◆ **Work to complete**:
(1) From the passage below about the ceremony in the Wugou jing guangda tuoluoni jing, list every day of the month on which the ceremony may be performed.
(2) Continue the passage below about the Wugou jing guangda tuoluoni jing, starting after its last sentence.

◆ **Extracted text**:
########

The Chinese text Wugou jing guangda tuoluoni jing of the influential Empress Wu's era – 683 to 705 CE – is about the Buddha reciting six dharanis. The first part states its significance as follows (Japanese version of the Chinese text):

People who wish to perform the ceremony for it should, on the 8th, 13th, 14th or 15th day of the month, walk round and round the pagoda containing the relics a full seventy-seven times, with it on their right, reciting this charm [dhāraṇī] also seventy-seven times: they should build an altar and keep its surface clean. They should have the charm copied out seventy-seven times, and out of respect for the ceremony should give the copyist perfume, flowers, food and drink, clean clothes and a bath, and reward him either by anointing and covering him with perfumes or by giving him much money, or by paying him according to his ability. Then they should take these copies of the charms, place them inside the pagoda, and make offerings at the pagoda. Alternatively they should make seventy-seven small clay pagodas, place one copy inside each, and make offerings. If they duly perform this, people who are about to die will prolong their lives to old age, all their previous sins and evil deeds being completely destroyed.

########

Photo-based referring expression data
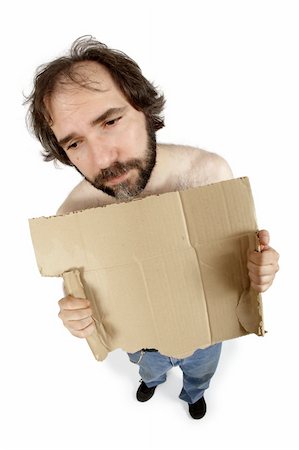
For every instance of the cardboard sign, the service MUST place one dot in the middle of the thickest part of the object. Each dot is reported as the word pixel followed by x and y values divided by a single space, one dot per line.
pixel 168 271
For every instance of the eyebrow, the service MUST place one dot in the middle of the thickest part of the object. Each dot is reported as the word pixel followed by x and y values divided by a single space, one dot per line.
pixel 104 116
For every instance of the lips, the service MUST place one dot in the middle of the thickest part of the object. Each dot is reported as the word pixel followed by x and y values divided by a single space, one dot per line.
pixel 117 180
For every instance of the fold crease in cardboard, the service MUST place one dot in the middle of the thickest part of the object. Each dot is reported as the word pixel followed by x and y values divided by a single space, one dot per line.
pixel 167 271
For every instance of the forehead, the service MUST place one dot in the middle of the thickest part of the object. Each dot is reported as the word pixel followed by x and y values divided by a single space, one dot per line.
pixel 92 85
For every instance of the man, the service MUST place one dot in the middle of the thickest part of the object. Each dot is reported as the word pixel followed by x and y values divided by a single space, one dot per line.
pixel 94 110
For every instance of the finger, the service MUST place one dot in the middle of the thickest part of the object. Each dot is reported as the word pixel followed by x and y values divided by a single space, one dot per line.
pixel 269 256
pixel 79 325
pixel 258 279
pixel 270 269
pixel 264 237
pixel 84 333
pixel 70 302
pixel 261 287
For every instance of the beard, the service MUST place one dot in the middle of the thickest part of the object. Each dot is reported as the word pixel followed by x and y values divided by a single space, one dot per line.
pixel 127 190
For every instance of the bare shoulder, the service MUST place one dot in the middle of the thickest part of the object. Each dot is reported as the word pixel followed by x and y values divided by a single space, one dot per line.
pixel 197 167
pixel 83 196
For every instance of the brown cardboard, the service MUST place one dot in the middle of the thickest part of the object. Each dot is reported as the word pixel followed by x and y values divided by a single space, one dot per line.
pixel 166 272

########

◆ **Task results**:
(1) 8th, 13th, 14th, 15th

(2)
— Muku joko darani kyo (無垢浄光大陀羅尼經), Transl: Peter Kornicki

Early mentions of dharani in the European literature are from the records left by John of Plano Carpini (1245–7) and William of Rubruck (1254) where they wrote in their respective memoirs that Uighurs and Mongols chanted "Om man baccam", later identified with "Om mani padme hum". They also mention that these Asians write "short sorcery sentences on paper and hang them up". Other than such scant remarks, little was known about the Dharani-genre of literature or its value in Buddhism till the mid-19th-century colonial era, when Brian Hodgson began buying Sanskrit and related manuscripts in Nepal, Tibet and India for a more thorough scholarship, often at his personal expense. According to Hodgson, as quoted by Ronald Davidson, dharani were esoteric short prayers "derived from [Buddhist tantric] Upadesa" that are believed to be amulet to be constantly repeated or worn inside little lockets, something that leads to "a charmed life".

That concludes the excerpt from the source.